Whatever the records contain, reproduce all of them exactly.
○ ○ ○ ○ ○
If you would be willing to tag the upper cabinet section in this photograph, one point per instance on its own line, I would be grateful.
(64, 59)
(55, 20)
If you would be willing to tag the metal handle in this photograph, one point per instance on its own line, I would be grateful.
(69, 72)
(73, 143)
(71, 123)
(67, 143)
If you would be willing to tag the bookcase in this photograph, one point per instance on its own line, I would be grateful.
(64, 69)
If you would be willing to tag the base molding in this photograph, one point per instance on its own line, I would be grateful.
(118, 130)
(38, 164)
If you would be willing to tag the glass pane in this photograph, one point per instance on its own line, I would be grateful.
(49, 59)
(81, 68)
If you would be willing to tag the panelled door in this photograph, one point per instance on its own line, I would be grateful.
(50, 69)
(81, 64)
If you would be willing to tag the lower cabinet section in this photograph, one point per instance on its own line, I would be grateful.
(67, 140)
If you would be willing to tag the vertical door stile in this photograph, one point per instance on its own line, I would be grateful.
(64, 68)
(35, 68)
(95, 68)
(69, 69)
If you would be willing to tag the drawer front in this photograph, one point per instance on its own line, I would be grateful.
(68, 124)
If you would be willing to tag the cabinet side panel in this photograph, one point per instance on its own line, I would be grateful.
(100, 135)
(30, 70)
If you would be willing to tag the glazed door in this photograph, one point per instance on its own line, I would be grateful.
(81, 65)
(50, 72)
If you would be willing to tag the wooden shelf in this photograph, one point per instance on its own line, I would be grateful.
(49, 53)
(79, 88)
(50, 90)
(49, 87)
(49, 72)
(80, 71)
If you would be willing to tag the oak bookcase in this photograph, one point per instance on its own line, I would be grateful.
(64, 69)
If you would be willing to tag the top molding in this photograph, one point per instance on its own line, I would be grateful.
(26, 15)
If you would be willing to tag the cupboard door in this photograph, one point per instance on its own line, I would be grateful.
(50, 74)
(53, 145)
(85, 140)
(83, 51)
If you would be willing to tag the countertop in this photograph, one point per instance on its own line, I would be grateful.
○ ○ ○ ○ ○
* _RESPONSE AREA_:
If you would be willing to tag the upper cabinet section in this photograph, one point per instance on its own line, I would be grateful.
(64, 59)
(55, 20)
If you would be willing to tag the metal handle in this photograph, one point per instance on its own line, I would be grateful.
(69, 72)
(73, 143)
(71, 123)
(67, 143)
If you would be willing to tag the bookcase in this photograph, one point per instance on its own line, I would be grateful.
(64, 69)
If you would be willing to tag the base molding in this photograph, one point per instance on its own line, I would be grateful.
(118, 130)
(38, 164)
If you would be willing to tag the glass pane in this photograph, one point per instance on its own line, I would be grateful.
(49, 59)
(81, 68)
If you would be willing to tag the panelled door in this photograph, one point per instance on its own line, I would be grateful.
(50, 69)
(81, 64)
If you would be willing to tag the lower cabinet section in this photograph, one point per instance on its own line, I would be grateful.
(67, 140)
If you would be willing to tag the vertical door stile in this photograph, one point per instance on its own line, I would be grateful.
(64, 68)
(35, 68)
(95, 68)
(69, 69)
If you would be willing to tag the drawer front in this photograph, one point per instance on its own line, I would be grateful.
(68, 124)
If you would be willing to tag the cabinet side panel in this photograph, one point per instance on its own line, I would be grateful.
(100, 135)
(30, 70)
If you would be willing to tag the glazed door in this photograph, one point per instance on its own line, I would be grateful.
(81, 65)
(50, 72)
If you would be willing to tag the wooden shelf in this photograph, one point per instance on its own line, I would be grateful.
(49, 53)
(79, 88)
(50, 90)
(49, 87)
(49, 72)
(80, 71)
If you would be willing to tag the oak bookcase in this photograph, one point per instance on its own line, I would be grateful.
(64, 69)
If you would be willing to tag the top molding in this photograph, one point per instance on its own line, I would be grateful.
(26, 15)
If you would be willing to tag the cupboard door in this photograph, one point per instance on its own line, I would be grateful.
(50, 74)
(53, 145)
(85, 140)
(83, 51)
If you would be willing to tag the countertop in this photograph, one point per instance on its own line, I would be grateful.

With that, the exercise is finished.